What the exercise asks: Copy every one of the following records word for word, line by line.

Data to use:
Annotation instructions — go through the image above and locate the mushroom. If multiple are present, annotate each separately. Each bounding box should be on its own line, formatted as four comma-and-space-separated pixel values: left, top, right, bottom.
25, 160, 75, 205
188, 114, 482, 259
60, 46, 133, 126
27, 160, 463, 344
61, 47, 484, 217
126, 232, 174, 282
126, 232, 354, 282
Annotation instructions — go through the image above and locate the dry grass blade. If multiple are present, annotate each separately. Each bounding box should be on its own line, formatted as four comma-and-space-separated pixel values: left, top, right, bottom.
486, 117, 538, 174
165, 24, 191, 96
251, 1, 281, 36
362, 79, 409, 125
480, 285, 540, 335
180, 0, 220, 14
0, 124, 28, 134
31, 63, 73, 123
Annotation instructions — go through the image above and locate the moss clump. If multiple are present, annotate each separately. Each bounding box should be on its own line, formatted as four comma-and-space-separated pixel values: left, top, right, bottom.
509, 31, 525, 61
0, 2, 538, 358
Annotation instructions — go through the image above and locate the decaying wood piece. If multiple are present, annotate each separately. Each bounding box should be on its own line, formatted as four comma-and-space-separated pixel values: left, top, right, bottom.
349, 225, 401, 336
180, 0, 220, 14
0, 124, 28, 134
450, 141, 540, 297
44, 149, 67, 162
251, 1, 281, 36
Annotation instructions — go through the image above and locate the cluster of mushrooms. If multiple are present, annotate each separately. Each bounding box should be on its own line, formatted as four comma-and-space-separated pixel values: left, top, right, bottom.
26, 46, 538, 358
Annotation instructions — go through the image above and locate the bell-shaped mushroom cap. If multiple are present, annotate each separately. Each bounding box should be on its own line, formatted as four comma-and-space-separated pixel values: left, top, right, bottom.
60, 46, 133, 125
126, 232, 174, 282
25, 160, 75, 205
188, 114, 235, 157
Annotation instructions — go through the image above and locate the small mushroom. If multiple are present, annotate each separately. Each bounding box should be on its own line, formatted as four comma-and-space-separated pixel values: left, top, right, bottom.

Task result:
Annotation instructions — go through the image above and locate the mushroom. If multiple are present, annotate each separately. Each bounding box should be on its own line, formatted as four comma-and-space-separated pixel values: left, top, right, bottom.
25, 160, 75, 205
188, 114, 482, 259
60, 46, 133, 126
27, 160, 463, 344
61, 47, 484, 217
126, 232, 174, 282
126, 232, 354, 282
Annotation instructions — go through the image above and locate the dry grass blade. If multiple are present, annotate each separately. Each bounding box should be on its own line, formatted as four comma-and-space-separated pixel values: left, top, right, bottom.
486, 117, 538, 174
165, 24, 191, 96
251, 1, 281, 36
362, 79, 409, 125
480, 285, 540, 335
180, 0, 220, 14
0, 124, 28, 134
31, 63, 73, 123
Annotation instructions — go through the image above and locate the moss clump. If multiple are present, annotate each separately. Each bounding box should be on its own line, formatted as four comma-and-space-separated pixel values: left, top, right, bottom.
509, 31, 525, 61
0, 2, 538, 358
Annotation instructions — go through the image above and locate the decaying wood piece. If multiple are present, annotate each separately. Each bounding box should be on its own line, formatted as four comma-and-space-separated pixel values: left, top, right, bottom.
349, 225, 401, 336
180, 0, 220, 14
0, 124, 28, 134
450, 141, 540, 297
44, 149, 67, 162
251, 1, 281, 36
Annotation instructions — go through the image above and locate the cluster of mushrooms. If multiple are present, annotate each separately. Each bounding box should be on its own line, formatted as four comma-and-space-separated pixel values: left, top, right, bottom.
26, 46, 538, 358
Annotation instructions — go through the image above and locate the bell-shaped mushroom cap. If multiple are present, annotate each separately. Each bounding box should be on its own line, formatted as four comma-and-space-separated pixel values: left, top, right, bottom.
60, 46, 133, 125
126, 232, 174, 282
25, 160, 75, 205
188, 114, 235, 157
Annotation instructions — go through the image above and locate the small mushroom. If multiple are present, annotate each separately. Each bounding box should be on its own line, formatted as four comma-and-space-separated pixel values: left, top, right, bottom.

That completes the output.